*What to do*
Would you please restate every record exactly as written?

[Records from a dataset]
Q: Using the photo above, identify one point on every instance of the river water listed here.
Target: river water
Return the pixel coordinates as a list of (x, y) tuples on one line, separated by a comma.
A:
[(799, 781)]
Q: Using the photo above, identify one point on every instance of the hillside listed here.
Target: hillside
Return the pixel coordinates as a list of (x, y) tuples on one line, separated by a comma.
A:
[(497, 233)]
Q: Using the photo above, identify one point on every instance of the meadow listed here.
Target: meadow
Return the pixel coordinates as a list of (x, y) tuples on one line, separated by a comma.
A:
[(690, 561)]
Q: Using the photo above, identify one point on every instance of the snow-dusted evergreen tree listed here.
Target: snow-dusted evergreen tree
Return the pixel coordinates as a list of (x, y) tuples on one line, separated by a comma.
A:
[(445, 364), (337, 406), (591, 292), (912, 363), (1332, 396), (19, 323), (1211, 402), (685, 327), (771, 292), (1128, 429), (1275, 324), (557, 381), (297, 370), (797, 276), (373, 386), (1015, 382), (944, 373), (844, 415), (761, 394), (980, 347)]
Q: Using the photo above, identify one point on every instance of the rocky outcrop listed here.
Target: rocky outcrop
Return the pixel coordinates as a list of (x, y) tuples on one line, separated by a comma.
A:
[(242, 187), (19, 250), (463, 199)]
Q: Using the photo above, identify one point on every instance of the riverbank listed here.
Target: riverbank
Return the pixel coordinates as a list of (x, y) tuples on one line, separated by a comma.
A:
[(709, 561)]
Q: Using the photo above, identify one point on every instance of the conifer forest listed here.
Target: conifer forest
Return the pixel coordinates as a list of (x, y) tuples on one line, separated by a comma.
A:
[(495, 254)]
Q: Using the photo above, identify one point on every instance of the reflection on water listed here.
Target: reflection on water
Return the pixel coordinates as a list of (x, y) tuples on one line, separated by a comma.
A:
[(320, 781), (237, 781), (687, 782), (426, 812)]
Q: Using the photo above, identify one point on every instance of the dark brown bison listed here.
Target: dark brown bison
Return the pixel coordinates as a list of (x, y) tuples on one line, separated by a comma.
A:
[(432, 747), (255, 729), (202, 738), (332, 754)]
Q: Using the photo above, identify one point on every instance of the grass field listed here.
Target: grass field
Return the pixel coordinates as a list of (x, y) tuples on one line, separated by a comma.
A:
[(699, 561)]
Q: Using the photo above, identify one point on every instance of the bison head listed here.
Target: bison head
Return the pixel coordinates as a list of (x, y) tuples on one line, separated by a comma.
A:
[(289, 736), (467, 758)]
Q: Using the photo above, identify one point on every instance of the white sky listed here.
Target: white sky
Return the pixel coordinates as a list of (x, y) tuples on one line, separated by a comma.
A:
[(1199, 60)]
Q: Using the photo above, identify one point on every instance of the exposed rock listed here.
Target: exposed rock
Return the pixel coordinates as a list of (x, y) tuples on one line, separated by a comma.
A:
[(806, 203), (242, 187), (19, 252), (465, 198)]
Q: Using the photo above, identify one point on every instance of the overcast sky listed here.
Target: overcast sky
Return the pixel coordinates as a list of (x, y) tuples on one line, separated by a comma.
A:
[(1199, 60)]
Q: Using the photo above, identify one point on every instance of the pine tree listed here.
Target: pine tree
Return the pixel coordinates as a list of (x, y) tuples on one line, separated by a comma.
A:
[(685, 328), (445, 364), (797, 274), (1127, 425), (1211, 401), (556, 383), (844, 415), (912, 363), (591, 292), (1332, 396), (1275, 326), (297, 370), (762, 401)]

*Solution to this problem*
Q: Using the photo above, identify one point on every instance of the river water listed here.
Target: river water
Return the pixel coordinates as a list of (x, y) tuples on one line, separated by a comma.
A:
[(799, 781)]
Q: Using the photo above, identify one point on every instance of the hillside listed here.
Target: hillside
Return the pixel coordinates as a list of (x, y) tuples on one line, separated by a comma.
A:
[(497, 233)]
Q: Using the photo above, identify one point on every instance of the meadow listed here.
Target: meadow
Return the pixel coordinates as a list of (x, y) tuples on one line, separated by a comma.
A:
[(690, 561)]
Q: Using the photo above, identify one point on every instance of the snow-dusted evergreen tree listed here.
Target: snow-dusted evergreen tree
Return the pixel coordinates as a list of (x, y) tuples on one line, separated by a comma.
A:
[(445, 364), (337, 406), (591, 292), (912, 363), (1332, 396), (19, 323), (1211, 402), (685, 327), (771, 292), (1128, 429), (1275, 324), (557, 381), (297, 370), (797, 276), (373, 386), (1015, 382), (944, 373), (844, 415), (761, 394), (980, 347)]
Q: Using the photo above, identify one point on every instance of the rocky outcrop listed here.
Target: rocky outcrop
Return the pixel coordinates as a list of (x, y) tuples on one line, separated by a comma.
A:
[(242, 187), (19, 250), (463, 199)]
Q: Using the photo above, identify one point on every instance of the riverbank listed here.
Target: riverbank
Return the pixel coordinates as a list of (x, y) tuples on one line, separated by a comma.
A:
[(709, 561)]
Q: Using the photo above, identify one point on every instance of the conifer forest listed here.
Target: conifer forest
Return the pixel coordinates as a list of (x, y) tuples on one line, separated by a comma.
A:
[(495, 254)]
Q: Using the photo above, identify one point on every instance of the reflection on water listed here.
Target: reflection on water
Return the pixel coordinates as a list of (x, y) tuples on one line, separated by a comma.
A:
[(320, 781), (237, 781), (687, 782), (426, 812)]
Q: Using the photo above, identify one point on every instance of the dark brown bison listed here.
Target: dark brown bison
Return the pixel coordinates as a list of (x, y) tuples on one line, separated by a comma.
A:
[(432, 747), (255, 729), (202, 738), (332, 754)]
Q: Using the photo above, identify one point on every instance of the grass field listed here.
Target: grass field
Return the pixel coordinates as a list of (x, y) tuples on one line, separated by a comma.
A:
[(699, 561)]
Q: Using the photo above, identify one point on every instance of the bison head listed here.
Target: bison head
Return the pixel coordinates as a list of (x, y) tuples on one line, separated by a comma.
A:
[(289, 736), (467, 758)]
Q: Using the photo above, identify one point on every instance of the white sky listed here.
Target: white sky
Return the pixel coordinates as a list of (x, y) tuples on one line, separated by a comma.
A:
[(1199, 60)]
Q: Using the photo above, identify one point on every instance of the exposed rock listed here.
Target: exposed rock
Return the pixel coordinates as a list of (x, y) tuples on one line, separated by a comma.
A:
[(806, 203), (242, 187), (19, 252), (465, 198)]
Q: Using the photo above, identify one point on every instance of the overcast sky listed here.
Target: overcast sky
Return the pixel coordinates as a list of (x, y) tuples on one line, separated by a comma.
A:
[(1199, 60)]
Q: Using the photo above, identify one point on every instance of the pine tree listed here.
Target: pine tree
Return the pixel coordinates as a list of (x, y) tuples on one line, separated by a comma.
A:
[(685, 328), (445, 364), (797, 274), (1127, 425), (1211, 401), (556, 383), (844, 415), (912, 363), (591, 292), (1332, 396), (1275, 326), (297, 370), (762, 401)]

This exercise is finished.